— EXERCISE AIM —
Lay out every line of the entries below as a Markdown table with the columns "Row" and "Entry line", numbering each line in order and skipping blank lines.

— ITEMS —
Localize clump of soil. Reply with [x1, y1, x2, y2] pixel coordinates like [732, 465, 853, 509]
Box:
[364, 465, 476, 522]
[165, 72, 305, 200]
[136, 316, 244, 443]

— FULL ANSWER —
| Row | Entry line |
|---|---|
| 1 | Localize clump of soil. Reply with [x1, y1, x2, y2] pixel coordinates like [732, 465, 853, 509] |
| 2 | Box: |
| 3 | [364, 465, 476, 522] |
| 4 | [165, 72, 305, 200] |
| 5 | [136, 316, 244, 443] |